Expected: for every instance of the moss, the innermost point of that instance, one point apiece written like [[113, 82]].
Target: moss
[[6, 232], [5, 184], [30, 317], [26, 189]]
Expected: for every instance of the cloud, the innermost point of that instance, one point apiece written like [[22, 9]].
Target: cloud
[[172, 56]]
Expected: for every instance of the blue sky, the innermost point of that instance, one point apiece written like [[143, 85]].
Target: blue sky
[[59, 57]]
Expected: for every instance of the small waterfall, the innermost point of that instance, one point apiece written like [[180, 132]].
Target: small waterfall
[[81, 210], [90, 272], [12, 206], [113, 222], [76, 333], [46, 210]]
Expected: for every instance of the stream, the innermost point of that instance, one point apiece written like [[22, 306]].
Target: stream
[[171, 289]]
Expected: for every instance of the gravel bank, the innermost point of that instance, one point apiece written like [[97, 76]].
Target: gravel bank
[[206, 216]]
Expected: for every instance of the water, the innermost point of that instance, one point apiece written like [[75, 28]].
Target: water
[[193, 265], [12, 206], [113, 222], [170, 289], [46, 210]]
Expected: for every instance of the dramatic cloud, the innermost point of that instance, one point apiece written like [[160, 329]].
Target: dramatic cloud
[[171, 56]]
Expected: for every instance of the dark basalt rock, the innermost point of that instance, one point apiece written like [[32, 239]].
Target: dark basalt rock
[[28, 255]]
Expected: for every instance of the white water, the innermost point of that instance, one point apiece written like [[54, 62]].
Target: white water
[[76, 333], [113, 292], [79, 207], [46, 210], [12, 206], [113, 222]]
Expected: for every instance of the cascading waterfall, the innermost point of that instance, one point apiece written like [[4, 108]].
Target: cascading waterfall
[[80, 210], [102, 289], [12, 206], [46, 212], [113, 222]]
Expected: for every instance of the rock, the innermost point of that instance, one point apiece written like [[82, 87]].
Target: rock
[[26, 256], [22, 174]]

------------------------------------------------------------

Task description
Please rewrite all of the material above, changing every "innermost point" to "central point" and leaving everything else the same.

Exercise response
Expected: for every instance of the moss, the central point of that instance, one point apiece written like [[113, 82]].
Target: moss
[[6, 232], [5, 184], [30, 317], [26, 189]]
Expected: for every instance of the cloud, the central point of that instance, one point apiece written like [[22, 9]].
Target: cloud
[[172, 56]]
Expected: for every instance of the blue sky, the central point of that instance, one point apiece written like [[143, 85]].
Target: blue sky
[[59, 57]]
Expected: for every instance of the small waterfall, the central point of that instance, one point apiece written like [[180, 132]].
Target: small waterfall
[[81, 210], [90, 272], [12, 206], [113, 222], [76, 333], [46, 210]]
Expected: for every instance of the stream, the central point of that instance, one point apiece written like [[22, 306]].
Target: stream
[[171, 289]]
Expected: for every instance of the gravel bank, the central point of that instance, one point apiece written like [[97, 76]].
Target: gravel bank
[[206, 216]]
Expected: for every instance of the water, the central point of that instance, one point apiece written like [[75, 28]].
Target: water
[[193, 265], [12, 206], [113, 222], [170, 289], [46, 210]]
Expected: for every instance of the dramatic cloud, the central point of that instance, one point apiece written like [[160, 329]].
Target: dramatic cloud
[[171, 56]]
Expected: for every instance of the dark basalt rock, the central point of that instance, one point apiece written like [[32, 239]].
Target: dark basalt rock
[[28, 255]]
Expected: for every instance of the white water, the central point of that instance, one point apiece written like [[54, 62]].
Target: white water
[[76, 333], [113, 292], [79, 207], [46, 210], [12, 206], [113, 222]]
Expected: for every instance of the cascading waterfall, the central point of that instance, one point apiece written like [[4, 108]].
Target: cascading waterfall
[[80, 210], [102, 289], [12, 206], [46, 212], [113, 222]]
Expected: for every instance of the rock, the central point of that instance, one point apiece written like [[82, 87]].
Target: rock
[[26, 256], [22, 174]]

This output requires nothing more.